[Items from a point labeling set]
■ ■ ■ ■ ■

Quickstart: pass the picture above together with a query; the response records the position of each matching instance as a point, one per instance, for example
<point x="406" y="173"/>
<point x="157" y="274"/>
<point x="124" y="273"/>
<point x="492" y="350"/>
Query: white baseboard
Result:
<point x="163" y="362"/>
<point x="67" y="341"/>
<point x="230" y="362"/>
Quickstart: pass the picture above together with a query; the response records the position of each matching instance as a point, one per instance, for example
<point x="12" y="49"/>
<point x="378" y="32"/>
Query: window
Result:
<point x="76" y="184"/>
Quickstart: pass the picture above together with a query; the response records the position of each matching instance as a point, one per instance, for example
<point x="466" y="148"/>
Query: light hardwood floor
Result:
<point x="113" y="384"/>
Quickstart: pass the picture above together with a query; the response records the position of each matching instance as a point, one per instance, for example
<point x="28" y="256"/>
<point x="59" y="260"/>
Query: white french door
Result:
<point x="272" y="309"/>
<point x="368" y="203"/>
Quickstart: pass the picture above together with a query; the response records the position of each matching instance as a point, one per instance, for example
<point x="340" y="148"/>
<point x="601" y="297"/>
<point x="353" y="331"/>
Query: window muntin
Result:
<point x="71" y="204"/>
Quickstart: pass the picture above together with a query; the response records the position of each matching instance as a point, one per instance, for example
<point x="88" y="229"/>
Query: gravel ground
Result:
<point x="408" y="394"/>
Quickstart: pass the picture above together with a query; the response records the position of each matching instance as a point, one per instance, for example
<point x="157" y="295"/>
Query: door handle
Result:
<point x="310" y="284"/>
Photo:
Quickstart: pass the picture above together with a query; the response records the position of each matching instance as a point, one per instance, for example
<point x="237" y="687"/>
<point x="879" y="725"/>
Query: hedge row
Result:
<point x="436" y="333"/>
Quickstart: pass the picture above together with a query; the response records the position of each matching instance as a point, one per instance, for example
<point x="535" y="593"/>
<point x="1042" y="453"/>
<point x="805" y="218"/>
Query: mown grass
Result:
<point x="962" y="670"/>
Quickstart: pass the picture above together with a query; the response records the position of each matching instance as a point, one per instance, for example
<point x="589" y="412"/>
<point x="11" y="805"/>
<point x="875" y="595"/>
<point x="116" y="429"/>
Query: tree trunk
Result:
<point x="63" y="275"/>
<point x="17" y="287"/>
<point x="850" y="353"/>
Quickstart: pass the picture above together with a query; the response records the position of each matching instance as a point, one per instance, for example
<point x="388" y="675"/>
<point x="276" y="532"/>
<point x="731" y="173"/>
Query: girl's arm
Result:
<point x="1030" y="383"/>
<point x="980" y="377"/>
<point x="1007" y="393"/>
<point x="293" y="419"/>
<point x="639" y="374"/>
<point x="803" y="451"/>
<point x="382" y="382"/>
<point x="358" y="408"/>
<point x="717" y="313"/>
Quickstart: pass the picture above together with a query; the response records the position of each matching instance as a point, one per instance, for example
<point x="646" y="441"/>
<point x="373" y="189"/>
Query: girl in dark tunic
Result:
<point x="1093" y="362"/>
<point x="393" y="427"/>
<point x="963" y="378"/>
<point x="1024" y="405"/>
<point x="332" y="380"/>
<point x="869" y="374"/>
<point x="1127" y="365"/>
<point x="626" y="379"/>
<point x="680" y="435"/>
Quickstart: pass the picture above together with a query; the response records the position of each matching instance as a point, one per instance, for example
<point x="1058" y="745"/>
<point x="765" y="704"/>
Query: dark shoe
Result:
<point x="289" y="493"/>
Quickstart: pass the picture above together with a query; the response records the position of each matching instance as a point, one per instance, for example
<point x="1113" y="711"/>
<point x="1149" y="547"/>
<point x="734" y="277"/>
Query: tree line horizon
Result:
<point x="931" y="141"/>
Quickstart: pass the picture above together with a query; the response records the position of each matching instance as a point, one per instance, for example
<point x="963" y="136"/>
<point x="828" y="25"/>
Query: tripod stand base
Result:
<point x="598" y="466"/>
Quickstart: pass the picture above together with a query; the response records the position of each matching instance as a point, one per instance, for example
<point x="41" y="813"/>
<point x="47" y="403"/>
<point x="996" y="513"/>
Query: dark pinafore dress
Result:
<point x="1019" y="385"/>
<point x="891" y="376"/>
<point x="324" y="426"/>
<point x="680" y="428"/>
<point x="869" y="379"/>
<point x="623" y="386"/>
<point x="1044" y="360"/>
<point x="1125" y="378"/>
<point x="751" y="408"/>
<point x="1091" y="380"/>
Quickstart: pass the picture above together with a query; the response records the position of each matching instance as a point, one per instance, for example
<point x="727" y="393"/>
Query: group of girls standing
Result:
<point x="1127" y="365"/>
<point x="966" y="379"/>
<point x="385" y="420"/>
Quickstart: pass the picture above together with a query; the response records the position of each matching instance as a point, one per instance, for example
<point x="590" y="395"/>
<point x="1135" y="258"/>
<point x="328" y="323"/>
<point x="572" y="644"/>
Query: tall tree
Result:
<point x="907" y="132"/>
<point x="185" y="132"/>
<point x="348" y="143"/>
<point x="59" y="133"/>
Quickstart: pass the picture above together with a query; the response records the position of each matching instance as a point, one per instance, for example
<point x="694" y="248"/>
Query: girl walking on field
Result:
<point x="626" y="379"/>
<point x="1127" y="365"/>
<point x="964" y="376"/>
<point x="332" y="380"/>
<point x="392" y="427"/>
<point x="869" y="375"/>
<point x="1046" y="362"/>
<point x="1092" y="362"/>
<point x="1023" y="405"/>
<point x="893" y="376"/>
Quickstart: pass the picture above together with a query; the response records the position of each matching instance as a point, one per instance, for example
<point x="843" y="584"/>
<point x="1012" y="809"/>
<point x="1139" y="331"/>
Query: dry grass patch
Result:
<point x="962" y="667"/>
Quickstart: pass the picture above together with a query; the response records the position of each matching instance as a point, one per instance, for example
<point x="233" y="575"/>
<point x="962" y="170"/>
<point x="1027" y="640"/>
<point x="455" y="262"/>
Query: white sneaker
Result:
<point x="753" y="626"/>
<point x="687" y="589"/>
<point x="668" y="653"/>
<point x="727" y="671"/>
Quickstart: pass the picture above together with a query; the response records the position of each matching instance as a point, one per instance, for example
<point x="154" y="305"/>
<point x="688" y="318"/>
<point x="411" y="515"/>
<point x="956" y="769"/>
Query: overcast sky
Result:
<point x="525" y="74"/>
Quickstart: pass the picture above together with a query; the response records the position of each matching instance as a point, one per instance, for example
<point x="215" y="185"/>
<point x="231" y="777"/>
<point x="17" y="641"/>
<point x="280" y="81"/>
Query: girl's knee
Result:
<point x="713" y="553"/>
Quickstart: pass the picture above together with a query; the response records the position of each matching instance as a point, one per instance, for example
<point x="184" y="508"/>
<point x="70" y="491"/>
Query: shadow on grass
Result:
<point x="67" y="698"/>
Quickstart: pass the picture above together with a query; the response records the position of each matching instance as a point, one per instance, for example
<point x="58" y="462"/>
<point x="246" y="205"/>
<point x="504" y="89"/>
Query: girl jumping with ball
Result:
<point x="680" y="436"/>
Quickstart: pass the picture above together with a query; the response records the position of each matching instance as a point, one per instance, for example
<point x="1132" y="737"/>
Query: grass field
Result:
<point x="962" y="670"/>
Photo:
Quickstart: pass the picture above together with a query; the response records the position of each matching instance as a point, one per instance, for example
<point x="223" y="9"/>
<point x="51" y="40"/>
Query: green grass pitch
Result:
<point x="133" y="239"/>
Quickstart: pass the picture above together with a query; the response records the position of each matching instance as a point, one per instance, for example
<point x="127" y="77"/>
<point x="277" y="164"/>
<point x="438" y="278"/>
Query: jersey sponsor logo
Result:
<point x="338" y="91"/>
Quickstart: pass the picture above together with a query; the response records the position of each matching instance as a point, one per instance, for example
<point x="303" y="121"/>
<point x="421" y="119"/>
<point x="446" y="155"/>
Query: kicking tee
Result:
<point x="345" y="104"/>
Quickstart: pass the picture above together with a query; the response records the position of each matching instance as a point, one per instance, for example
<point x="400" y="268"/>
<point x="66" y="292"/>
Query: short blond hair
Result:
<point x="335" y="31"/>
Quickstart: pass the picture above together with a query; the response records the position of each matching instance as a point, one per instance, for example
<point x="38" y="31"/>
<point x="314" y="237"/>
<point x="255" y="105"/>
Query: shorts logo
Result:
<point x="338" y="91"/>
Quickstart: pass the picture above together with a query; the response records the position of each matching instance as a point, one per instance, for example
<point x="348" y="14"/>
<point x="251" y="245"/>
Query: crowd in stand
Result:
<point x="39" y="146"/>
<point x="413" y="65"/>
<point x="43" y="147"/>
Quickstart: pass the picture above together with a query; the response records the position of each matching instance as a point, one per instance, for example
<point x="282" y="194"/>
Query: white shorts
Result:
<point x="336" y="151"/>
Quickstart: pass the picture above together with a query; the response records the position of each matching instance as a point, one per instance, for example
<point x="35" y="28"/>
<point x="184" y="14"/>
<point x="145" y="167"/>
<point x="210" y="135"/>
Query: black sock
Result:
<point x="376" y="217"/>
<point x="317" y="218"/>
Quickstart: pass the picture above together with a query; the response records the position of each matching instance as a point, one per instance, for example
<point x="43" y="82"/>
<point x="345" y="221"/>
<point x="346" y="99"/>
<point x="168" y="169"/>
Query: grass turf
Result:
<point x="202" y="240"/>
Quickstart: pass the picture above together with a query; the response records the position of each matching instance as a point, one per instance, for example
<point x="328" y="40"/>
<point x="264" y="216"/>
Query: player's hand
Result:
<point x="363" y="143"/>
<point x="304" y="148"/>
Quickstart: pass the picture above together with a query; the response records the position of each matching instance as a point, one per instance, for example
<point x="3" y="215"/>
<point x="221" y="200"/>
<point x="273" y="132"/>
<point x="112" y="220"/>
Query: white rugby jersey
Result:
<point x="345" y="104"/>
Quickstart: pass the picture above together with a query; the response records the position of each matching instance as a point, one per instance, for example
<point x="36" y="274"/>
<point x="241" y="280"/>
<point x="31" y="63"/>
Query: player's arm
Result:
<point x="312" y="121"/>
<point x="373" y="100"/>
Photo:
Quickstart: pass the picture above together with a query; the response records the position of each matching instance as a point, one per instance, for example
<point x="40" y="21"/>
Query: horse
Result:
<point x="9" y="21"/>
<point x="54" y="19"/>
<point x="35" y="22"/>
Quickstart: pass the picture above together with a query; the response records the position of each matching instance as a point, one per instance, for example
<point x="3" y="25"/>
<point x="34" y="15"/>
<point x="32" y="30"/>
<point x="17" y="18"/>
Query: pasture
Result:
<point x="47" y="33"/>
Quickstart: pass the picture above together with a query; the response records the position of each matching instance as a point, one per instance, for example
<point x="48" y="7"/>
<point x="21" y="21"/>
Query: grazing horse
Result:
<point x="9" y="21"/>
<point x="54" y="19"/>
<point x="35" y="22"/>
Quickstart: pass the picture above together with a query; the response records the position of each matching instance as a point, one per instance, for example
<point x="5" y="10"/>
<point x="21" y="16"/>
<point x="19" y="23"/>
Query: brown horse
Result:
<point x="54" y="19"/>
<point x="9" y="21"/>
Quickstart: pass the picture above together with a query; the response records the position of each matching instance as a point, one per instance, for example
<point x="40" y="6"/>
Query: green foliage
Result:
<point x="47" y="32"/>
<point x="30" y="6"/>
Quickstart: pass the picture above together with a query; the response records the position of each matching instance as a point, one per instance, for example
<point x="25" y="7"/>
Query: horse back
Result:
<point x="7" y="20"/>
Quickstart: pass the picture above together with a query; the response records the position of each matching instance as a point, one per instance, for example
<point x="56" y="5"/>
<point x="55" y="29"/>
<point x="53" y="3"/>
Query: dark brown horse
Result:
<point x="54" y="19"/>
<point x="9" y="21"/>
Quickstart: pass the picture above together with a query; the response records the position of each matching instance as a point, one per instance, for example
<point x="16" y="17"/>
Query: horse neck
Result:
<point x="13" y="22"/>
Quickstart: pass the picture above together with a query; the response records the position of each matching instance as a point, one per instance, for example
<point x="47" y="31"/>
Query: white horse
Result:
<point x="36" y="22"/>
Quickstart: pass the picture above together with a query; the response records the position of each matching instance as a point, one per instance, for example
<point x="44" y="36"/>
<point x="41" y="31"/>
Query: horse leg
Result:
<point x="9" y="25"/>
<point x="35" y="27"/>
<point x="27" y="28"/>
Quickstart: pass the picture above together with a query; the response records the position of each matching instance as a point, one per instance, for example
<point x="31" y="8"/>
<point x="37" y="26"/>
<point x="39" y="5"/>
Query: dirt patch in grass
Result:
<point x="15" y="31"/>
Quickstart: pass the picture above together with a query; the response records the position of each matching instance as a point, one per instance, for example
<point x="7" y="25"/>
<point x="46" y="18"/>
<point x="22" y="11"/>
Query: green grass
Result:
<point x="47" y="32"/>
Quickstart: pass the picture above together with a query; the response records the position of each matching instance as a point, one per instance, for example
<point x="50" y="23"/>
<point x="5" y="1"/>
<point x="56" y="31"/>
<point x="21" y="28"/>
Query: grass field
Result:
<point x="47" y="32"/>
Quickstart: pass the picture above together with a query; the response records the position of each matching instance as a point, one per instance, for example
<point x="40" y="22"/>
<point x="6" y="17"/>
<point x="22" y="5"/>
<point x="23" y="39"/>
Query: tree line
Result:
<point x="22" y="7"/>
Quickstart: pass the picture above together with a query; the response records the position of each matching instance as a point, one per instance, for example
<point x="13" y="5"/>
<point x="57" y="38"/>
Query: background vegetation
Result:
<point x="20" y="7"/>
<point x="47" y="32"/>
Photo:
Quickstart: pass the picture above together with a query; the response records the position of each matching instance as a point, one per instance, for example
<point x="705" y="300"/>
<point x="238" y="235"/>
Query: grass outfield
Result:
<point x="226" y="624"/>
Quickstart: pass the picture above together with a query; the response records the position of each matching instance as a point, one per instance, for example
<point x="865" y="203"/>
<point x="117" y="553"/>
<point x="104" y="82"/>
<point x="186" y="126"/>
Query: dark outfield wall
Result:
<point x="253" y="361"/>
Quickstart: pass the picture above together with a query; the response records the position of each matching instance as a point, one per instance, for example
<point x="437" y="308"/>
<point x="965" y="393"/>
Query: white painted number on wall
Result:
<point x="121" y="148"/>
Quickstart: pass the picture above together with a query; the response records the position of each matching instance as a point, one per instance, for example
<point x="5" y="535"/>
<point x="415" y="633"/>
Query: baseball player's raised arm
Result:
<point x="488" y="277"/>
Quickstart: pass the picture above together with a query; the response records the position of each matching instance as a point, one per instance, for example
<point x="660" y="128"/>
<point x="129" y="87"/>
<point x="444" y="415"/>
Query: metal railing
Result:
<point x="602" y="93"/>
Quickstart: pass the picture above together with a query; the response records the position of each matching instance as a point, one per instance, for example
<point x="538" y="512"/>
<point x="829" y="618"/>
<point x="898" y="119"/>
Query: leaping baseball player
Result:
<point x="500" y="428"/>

■ ■ ■ ■ ■

* TASK STATEMENT: In the items above, count the lines that contain the string "door" and give only that number.

* EXERCISE RESPONSE: 2